::: Quoted passage

BLUE RIDGE HOLDING CORP. 2005 EMPLOYEE STOCK UNIT PLAN

Contract Categories: Business Finance - Stock Agreements
EX-10.29 8 a2153248zex-10_29.htm EXHIBIT 10.29

Exhibit 10.29

 

BLUE RIDGE HOLDING CORP.

2005 EMPLOYEE STOCK UNIT PLAN

 

1.                                       PURPOSE

 

The purpose of the Plan is to provide performance-based awards of restricted stock units (“Restricted Stock Units”) in respect of the common stock of the Parent to key executives of the Company in order to better align the interests of the executives with those of the stockholders of the Parent.

 

2.                                       DEFINITIONS

 

For purposes of the Plan and, unless otherwise provided in an Award Agreement, each Award Agreement:

 

(a)                                  “Award” shall mean a grant of Restricted Stock Units made to a Participant pursuant to the terms of the Plan.

 

(b)                                 “Award Agreement” shall mean a written agreement between the Company and a Participant evidencing an Award and describing its terms and conditions.

 

(c)                                  “Board” shall mean the Board of Directors of the Company.

::::::

▸ Required actions
[1] Echo the stock unit plan text word for word, starting at "The purpose of" and ending at "of the Plan.".
[2] Proceed with the stock unit plan from the point where it stops, writing the definitions that would come next.
The rows that come next have no connection to the stock unit plan.

::: Data entries

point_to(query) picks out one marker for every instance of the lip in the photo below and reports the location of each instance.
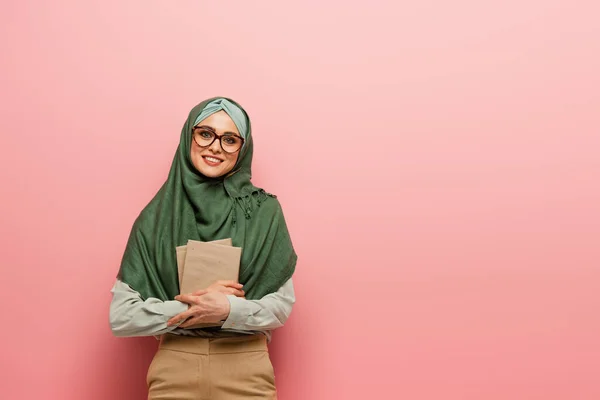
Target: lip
(211, 163)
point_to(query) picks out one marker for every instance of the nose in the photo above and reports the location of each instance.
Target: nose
(215, 147)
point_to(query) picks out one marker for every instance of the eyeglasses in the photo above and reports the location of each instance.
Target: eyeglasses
(229, 143)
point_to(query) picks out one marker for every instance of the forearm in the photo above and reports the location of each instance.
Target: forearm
(270, 312)
(130, 315)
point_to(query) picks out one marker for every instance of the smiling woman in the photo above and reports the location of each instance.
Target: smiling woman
(208, 196)
(217, 144)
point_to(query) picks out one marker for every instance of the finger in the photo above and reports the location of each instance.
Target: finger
(187, 298)
(180, 317)
(232, 284)
(191, 322)
(237, 293)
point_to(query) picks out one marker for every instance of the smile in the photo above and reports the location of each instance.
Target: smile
(211, 160)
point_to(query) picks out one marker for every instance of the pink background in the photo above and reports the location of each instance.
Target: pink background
(438, 163)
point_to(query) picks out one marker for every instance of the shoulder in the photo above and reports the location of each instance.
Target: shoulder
(268, 205)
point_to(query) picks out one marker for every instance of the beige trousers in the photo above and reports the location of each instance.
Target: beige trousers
(216, 369)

::::::

▸ Answers to the problems
[1]
The purpose of the Plan is to provide performance-based awards of restricted stock units (“Restricted Stock Units”) in respect of the common stock of the Parent to key executives of the Company in order to better align the interests of the executives with those of the stockholders of the Parent.

 

2.                                       DEFINITIONS

 

For purposes of the Plan and, unless otherwise provided in an Award Agreement, each Award Agreement:

 

(a)                                  “Award” shall mean a grant of Restricted Stock Units made to a Participant pursuant to the terms of the Plan.

[2]
(d)                                 “Committee” shall mean the Board, or any committee thereof, comprised of no fewer than two directors, appointed by the Board to administer the Plan.

 

(e)                                  “Common Stock” shall mean shares of common stock of the Parent, par value $0.01 per share.

 

(f)                                    “Company” shall mean Blue Ridge Paper Products, Inc. and any successor thereto.

 

(g)                                 “Parent” shall mean Blue Ridge Holding Corp., a Delaware corporation.

 

(h)                                 “Parent Board” shall mean the Board of Directors of the Parent.

 

(i)                                     “Participant” shall mean each executive of the Company so designated by the Committee in accordance with Section 4.

 

(j)                                     “Plan” shall mean the Blue Ridge Paper Products, Inc. 2005 Employee Stock Unit Plan as set forth herein.

 

(k)                                  “Plan Effective Date” shall have the meaning set forth in Section 20.

 

(l)                                     “Restricted Stock” shall mean shares of restricted Common Stock that will vest and become non-forfeitable under Section 6.1 hereof.

 



 

(m)                               “Restricted Stock Unit” shall mean shares of restricted Common Stock that will vest and become non-forfeitable under Section 6.1 hereof.

 

(n)                                 “Stockholders’ Agreement” shall mean the Stockholders’ Agreement, dated as of May 14, 1999, between the Parent and the Stockholders listed therein, as amended, modified and supplemented from time to time.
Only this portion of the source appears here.